DOCUMENT SEGMENT:
━━━━━━━━
It would be interesting if that was actually a way to make hashes more “secure”.

I built a little thing to make cracking ridiculously hard: https://github.com/jdconley/pwhaas

The website cert is out of date, but the code is there. Using it in production.

A full second of hashing with argon2 on modern hardware where the hash is recomputed to the latest and greatest in the background after a login is a pretty good defense, I imagine.

This strikes me as brilliantly simple. Have you heard of anyone doing something like this in production?

Nope! Databases are way out of my expertise. (At least, my knowledge of them goes back to PHP4/MySQL. I haven’t practiced much in the last ten years.)

One aspect that you left out here: GPUs might not be your worst enemy, FPGAs can also be used to crack passwords efficiently, not to be underestimated if you are expecting a dedicated attacker. And while bcrypt has been designed to be inefficient on GPUs, it can still be cracked rather efficiently on FPGAs. That’s the issue that scrypt is meant to address.
━━━━━━━━
INFORMATION SUPPLIED:
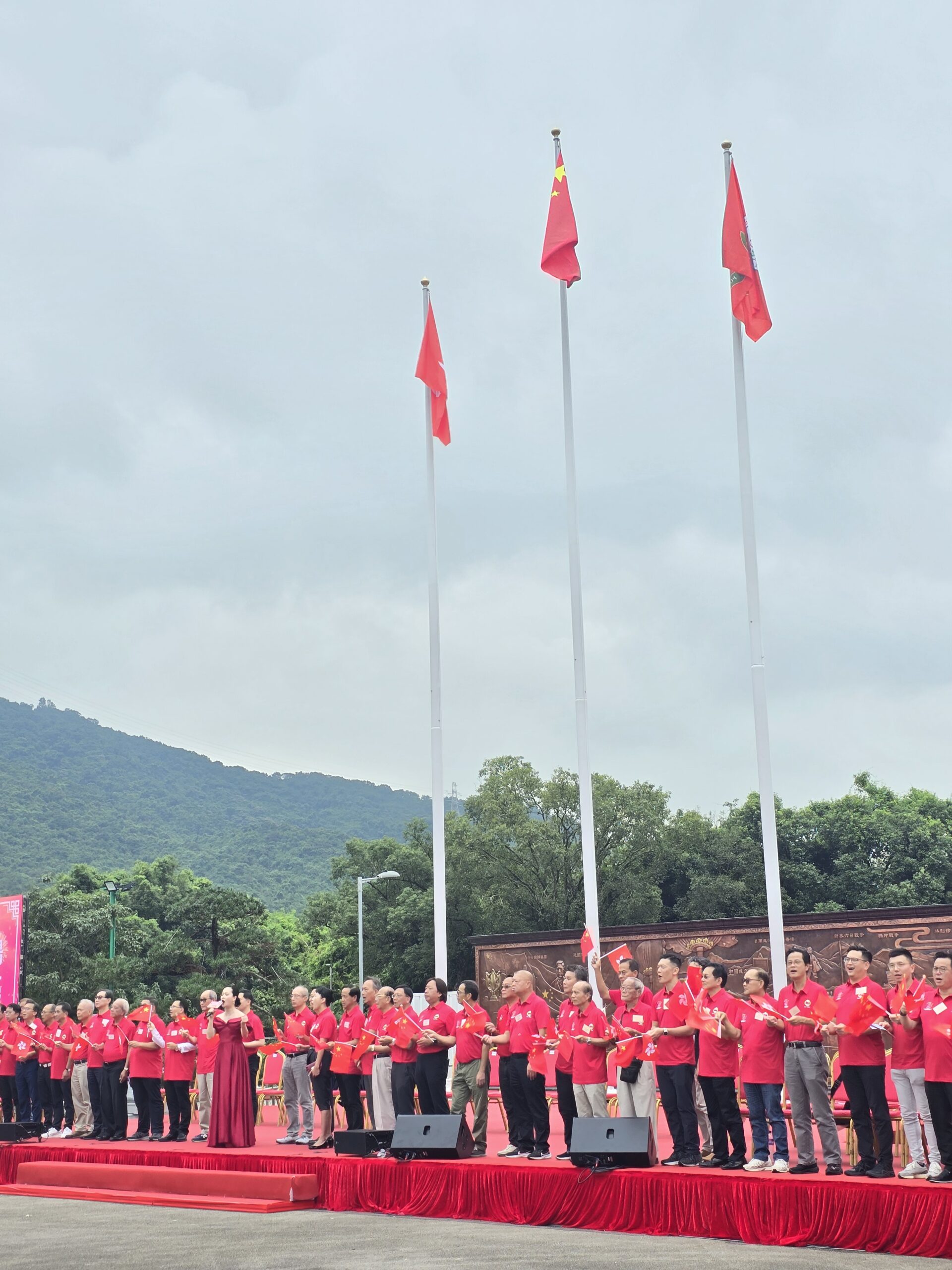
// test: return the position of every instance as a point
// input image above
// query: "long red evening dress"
(233, 1122)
━━━━━━━━
TASKS FOR THIS EXERCISE:
1. Can you duplicate the password-hashing discussion from "It would be" up to and including "it in production."?
2. Can you rewrite the paragraph of the password-hashing discussion that begins "One aspect that you left out here" as a short list that keeps its main facts?
3. Does the password-hashing discussion support each statement below? Answer yes or no for each, quoting the deciding words.
(a) The certificate for the pwhaas website is current.
(b) bcrypt was designed to be inefficient on GPUs.
(c) One commenter's knowledge of databases goes back to PHP4/MySQL.

SOLUTIONS TO THE EXERCISE:
1.
It would be interesting if that was actually a way to make hashes more “secure”.

I built a little thing to make cracking ridiculously hard: https://github.com/jdconley/pwhaas

The website cert is out of date, but the code is there. Using it in production.

2.
- GPUs are not the only threat: FPGAs can also crack passwords efficiently.
- FPGAs should not be underestimated against a dedicated attacker.
- bcrypt was designed to be inefficient on GPUs but can still be cracked rather efficiently on FPGAs.
- scrypt is meant to address that issue.

3.
(a) No: "The website cert is out of date"
(b) Yes: "bcrypt has been designed to be inefficient on GPUs"
(c) Yes: "my knowledge of them goes back to PHP4/MySQL"